Alıştırma görevleri
1. Aşağıdaki seçilmiş bölüme göre (a), (b) ve (c) ifadelerinin her biri için evet ya da hayır deyin ve kararı belirleyen sözleri bölümden aynen alıntılayın. (a) Batı, Güney Kafkasya'daki çıkarlarını NATO üyesi Türkiye üzerinden kurmuştur. (b) ABD'nin bölgeyle ilgili stratejisinde bölge ülkelerine dair hedefler önemli yer tutar. (c) Sözü edilen rapor Stratejik ve Uluslararası Araştırmalar Merkezi tarafından hazırlanmıştır.
2. Kayıtların ilk satırından başlayıp "[[343,172],[304,106],[216,164],[281,228]]" geçen satırda bitecek şekilde, iki uç da dahil, boş satırları atlayarak satırları No ve Satır sütunlarından oluşan bir Markdown tablosu olarak yazın.

**** Seçilmiş bölüm

ABD’NİN GÜNEY KAFKASYA’DAKİ ÖNCELİKLERİ

upa-admin 31 Mayıs 2014 2.925 Okunma ABD’NİN GÜNEY KAFKASYA’DAKİ ÖNCELİKLERİ için yorumlar kapalı
ABD’NİN GÜNEY KAFKASYA’DAKİ ÖNCELİKLERİ

Tarihsel bakımdan Rusya, Türkiye ve İran arasında nüfuz mücadelesinin gittiği Güney Kafkasya bölgesi günümüzde küresel jeopolitik güçlerin mücadele meydanına dönüşmüştür. 21`inci yüzyıl boyunca Kafkasya Batı bloğu için Sovyetler Birliği ile mücadelenin ön cephesi olmuştur. Bu bölgede Batı kendi çıkarlarını NATO üyesi olan Türkiye üzerinden kurmuştur.

Soğuk savaşın sona ermesinden sonra ortaya çıkan jeopolitik ortamda ise Batı, öncelikle küresel güç olarak ABD için Güney Kafkasya iki büyük devlete karşı rekabet mekanı olmuştur. ABD’nin bu bölgede temel jeopolitik hedefleri Rusya ve İran’a karşı mücadele ve Hazar – Orta Asya bölgesinin enerji rezervlerine çıkış olmuştur. Yani, her durumda ABD’nin bölgeyle ilgili stratejisinde bölge ülkeleri ile ilgili hedefler yok, bu platformun küresel mücadele için kullanılması öngörülüyor. Bu durumda ise ABD için bölge ülkelerinin milli çıkarları arka plana geçer. Son dönemler İran’la Batı arasındaki ilişkilerin ısınması, Türkiye’de yaşanan siyasi çalkantılar, Gürcistan’da güvenin azalması ve diğer süreçler ABD’nin Güney Kafkasya politikasında jeostratejik hedeflerin belirsizliğine neden olmuştur. Böyle bir ortamda ise tarih boyunca her zaman maşa olarak kullanılan Ermenistan ve onun Türkiye ile sınırları meselesi ABD resmi çevrelerini daha çok rahatsız etmeye başlamıştır. Ünlü beyin merkezlerinden olan Stratejik ve Uluslararası Araştırmalar Merkezi’nin hazırladığı “ABD – İran stratejik rekabeti: Türkiye ve Güney Kafkasya” adlı raporda da bu fikre öncelik veriliyor ki, “Bölge mücadelesinde küresel güçlerin çatışmaya eğilimli olması risk faktörünü yükseltiyor. Ermenistan ise bu amaçla kullanılabilir”[i]. Böylece Ermenistan’a ABD politikasında verilen rol açıktır.

********
**** İşlenecek kayıtlar

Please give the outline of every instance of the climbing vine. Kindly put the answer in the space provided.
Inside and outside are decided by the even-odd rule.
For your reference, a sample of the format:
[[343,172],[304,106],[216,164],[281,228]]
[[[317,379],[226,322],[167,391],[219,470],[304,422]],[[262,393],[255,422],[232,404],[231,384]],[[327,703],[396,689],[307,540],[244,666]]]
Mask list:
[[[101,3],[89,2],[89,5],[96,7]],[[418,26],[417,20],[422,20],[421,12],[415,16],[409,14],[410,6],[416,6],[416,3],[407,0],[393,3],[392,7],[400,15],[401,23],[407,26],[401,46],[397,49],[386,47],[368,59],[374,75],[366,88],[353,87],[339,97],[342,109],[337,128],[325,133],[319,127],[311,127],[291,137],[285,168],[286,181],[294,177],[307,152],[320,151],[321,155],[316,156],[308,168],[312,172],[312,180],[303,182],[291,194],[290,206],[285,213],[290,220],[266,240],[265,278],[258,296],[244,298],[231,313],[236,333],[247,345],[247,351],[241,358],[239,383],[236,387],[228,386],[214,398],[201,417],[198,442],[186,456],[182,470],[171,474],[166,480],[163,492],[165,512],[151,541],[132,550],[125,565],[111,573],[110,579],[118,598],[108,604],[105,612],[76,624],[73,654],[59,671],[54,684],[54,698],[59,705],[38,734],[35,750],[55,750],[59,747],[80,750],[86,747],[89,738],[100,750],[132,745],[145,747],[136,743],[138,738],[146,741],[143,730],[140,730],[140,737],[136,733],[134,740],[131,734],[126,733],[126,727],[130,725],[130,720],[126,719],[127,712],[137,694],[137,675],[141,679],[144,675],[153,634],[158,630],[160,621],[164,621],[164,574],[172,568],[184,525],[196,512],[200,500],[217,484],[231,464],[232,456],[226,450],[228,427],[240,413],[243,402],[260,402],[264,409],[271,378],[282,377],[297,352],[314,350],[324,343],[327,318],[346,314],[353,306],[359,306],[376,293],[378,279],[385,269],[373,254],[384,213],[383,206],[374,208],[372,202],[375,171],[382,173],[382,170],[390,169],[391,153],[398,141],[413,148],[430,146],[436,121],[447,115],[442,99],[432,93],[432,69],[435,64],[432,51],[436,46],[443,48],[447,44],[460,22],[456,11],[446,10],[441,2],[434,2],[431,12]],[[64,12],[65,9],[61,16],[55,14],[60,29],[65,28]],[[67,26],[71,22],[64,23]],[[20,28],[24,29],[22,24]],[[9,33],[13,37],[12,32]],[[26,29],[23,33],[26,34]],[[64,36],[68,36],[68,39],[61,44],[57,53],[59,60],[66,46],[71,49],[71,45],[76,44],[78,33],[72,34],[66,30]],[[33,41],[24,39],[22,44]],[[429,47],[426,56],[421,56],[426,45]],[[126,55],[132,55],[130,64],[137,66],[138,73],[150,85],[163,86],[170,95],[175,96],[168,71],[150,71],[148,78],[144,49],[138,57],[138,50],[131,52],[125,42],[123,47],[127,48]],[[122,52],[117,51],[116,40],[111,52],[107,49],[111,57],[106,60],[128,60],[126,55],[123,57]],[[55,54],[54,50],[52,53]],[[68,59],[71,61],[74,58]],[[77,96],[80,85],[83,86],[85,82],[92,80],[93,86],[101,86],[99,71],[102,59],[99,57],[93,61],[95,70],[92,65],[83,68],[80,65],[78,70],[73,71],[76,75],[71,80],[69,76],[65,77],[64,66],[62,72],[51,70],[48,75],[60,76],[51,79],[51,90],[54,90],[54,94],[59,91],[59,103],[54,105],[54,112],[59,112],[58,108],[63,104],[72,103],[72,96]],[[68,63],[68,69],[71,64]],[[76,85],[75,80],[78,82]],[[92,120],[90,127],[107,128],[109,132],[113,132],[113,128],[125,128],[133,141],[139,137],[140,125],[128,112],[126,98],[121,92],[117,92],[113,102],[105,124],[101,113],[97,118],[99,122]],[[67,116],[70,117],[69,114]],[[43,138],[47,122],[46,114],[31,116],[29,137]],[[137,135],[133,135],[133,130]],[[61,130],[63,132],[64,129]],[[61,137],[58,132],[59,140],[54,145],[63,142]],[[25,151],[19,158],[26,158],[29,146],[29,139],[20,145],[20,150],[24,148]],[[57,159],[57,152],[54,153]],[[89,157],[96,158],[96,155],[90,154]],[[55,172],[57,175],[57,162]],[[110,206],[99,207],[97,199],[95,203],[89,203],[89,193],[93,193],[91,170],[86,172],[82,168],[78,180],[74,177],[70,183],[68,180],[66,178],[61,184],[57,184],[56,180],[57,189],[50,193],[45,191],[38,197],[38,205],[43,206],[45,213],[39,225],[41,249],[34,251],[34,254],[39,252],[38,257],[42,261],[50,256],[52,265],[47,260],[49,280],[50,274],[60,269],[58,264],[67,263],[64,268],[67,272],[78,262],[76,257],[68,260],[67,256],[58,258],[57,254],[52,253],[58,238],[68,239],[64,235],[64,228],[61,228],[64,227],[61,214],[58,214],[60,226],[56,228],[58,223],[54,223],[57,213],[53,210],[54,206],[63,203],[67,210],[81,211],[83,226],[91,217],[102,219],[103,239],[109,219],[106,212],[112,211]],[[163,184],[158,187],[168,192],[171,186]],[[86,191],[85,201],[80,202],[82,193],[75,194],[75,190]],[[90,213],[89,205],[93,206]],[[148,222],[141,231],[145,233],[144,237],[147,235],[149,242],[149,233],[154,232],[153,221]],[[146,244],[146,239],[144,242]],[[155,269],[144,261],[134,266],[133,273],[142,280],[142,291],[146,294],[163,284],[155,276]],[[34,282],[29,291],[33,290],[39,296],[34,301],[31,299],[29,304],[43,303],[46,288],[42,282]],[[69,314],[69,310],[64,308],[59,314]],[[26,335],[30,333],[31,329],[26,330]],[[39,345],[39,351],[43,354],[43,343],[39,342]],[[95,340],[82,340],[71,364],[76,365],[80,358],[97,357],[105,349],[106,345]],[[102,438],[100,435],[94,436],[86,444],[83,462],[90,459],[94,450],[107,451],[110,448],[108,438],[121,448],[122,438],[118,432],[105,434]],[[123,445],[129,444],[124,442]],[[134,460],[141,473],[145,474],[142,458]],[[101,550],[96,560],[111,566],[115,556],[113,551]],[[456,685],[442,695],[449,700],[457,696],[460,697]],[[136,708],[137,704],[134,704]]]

********

Çözümler
1.
(a) Evet: "Bu bölgede Batı kendi çıkarlarını NATO üyesi olan Türkiye üzerinden kurmuştur."
(b) Hayır: "her durumda ABD’nin bölgeyle ilgili stratejisinde bölge ülkeleri ile ilgili hedefler yok"
(c) Evet: "Stratejik ve Uluslararası Araştırmalar Merkezi’nin hazırladığı “ABD – İran stratejik rekabeti: Türkiye ve Güney Kafkasya” adlı raporda"

2.
| No | Satır |
|---|---|
| 1 | Please give the outline of every instance of the climbing vine. Kindly put the answer in the space provided. |
| 2 | Inside and outside are decided by the even-odd rule. |
| 3 | For your reference, a sample of the format: |
| 4 | [[343,172],[304,106],[216,164],[281,228]] |